_Aim:_ Reproduce the material below with every instance of "bounding boxes" replaced by "enclosing rectangles" and everything else unchanged, omitting the pictures.

_Provided records:_
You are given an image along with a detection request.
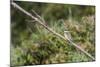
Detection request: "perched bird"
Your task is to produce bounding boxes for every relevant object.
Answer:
[64,31,72,41]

_Problem solution:_
You are given an image along with a detection request.
Detection request: "perched bird"
Your task is to produce enclosing rectangles for every relevant object.
Answer:
[64,31,72,41]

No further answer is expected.